▶ PASSAGE PROVIDED
────
“Remember that motto and join in service to your community,” Burr said during a visit to the Calhoun club last week.
“Could you imagine the good that could be done in the community if every single one of you got involved in the good work of Rotary? That is my dream,” Burr said.
Local Rotarians, through Rotary International and the Rotary Foundation, are involved in medical projects that repair broken arms and legs, restore sight, provide nutritious food and clean water and school supplies around the world, he said.
Rotary International also has a mission to eliminate polio worldwide.
“The second part of my mission is that every Rotarian give to the (Rotary) Foundation,” he said. “It’s our foundation. We ought to be giving to it.”
He also called on Calhoun Rotarians to be involved in the local community. “There are people in every community who need our help,” he said.
Burr recounted what he called his own “Rotary moment” when a Canton couple, Don and Lila Stevens, came to his Rotary Club in 1992 and described a plan to create Cherokee Thanksgiving, in which volunteers would prepare and deliver meals to the needy and to police officers and firefighters on Thanksgiving Day.
────
[Extracted data entries]
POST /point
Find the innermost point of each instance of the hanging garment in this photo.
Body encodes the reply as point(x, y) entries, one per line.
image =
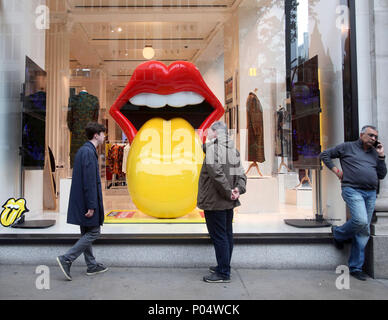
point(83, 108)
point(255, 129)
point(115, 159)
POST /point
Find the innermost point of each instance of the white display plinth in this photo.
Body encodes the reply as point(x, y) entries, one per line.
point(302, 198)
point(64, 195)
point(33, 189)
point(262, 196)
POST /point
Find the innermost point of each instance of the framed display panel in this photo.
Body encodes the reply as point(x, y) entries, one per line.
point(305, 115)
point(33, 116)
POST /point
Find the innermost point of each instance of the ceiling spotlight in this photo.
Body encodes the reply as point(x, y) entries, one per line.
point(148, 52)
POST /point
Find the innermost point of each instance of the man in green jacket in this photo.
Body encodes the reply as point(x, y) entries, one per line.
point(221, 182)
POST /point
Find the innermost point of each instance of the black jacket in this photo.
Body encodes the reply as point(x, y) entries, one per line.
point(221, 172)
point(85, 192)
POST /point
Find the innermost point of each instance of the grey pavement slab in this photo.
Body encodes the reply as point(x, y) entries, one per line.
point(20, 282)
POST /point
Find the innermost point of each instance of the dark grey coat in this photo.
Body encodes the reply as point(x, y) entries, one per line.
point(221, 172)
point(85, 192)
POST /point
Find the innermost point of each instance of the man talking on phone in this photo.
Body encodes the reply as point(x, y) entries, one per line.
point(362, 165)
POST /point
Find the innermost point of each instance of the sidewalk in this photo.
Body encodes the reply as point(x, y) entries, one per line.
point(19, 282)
────
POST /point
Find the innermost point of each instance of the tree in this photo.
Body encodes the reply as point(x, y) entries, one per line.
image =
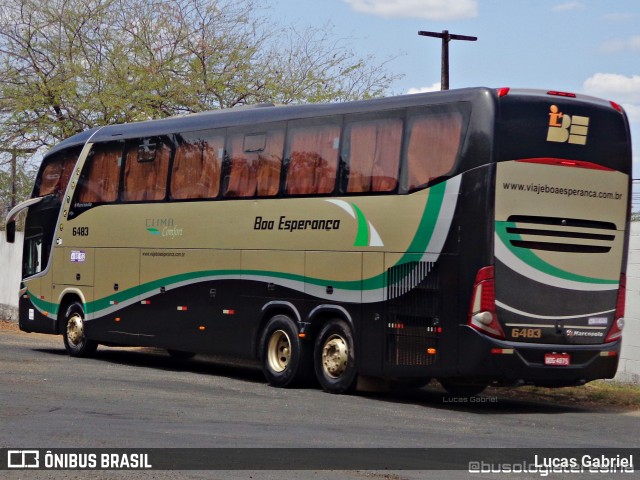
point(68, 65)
────
▶ TASKS
- 1) Answer these questions about the Rotary article:
(a) What does Rotary International have a mission to eliminate worldwide?
(b) What does Burr say is the second part of his mission?
(c) In what year did Don and Lila Stevens come to Burr's Rotary Club?
- 2) Carry the article on Burr's visit to the Calhoun Rotary club forward from its last sentence.

▶ ANSWERS FOR EACH ITEM
- 1)
(a) Polio.
(b) That every Rotarian give to the Rotary Foundation.
(c) 1992.

- 2)
Burr said he and his father were delivering meals in Pea Ridge, the “poorest section of town,” when they came to a “tiny house in desperate need of repair.” Their knock was at last answered by a small, elderly woman. Inside, the house was filled with trash, and there was another elderly woman.
The woman at the door was very grateful, Burr said, and when he asked if there were anything they could do, she replied, “No, you’ve done more than enough.”
“I have not missed a Cherokee Thanksgiving in 17 years,” Burr said.
Burr, of Canton, is the governor of Rotary District 6910, which has 70 member clubs.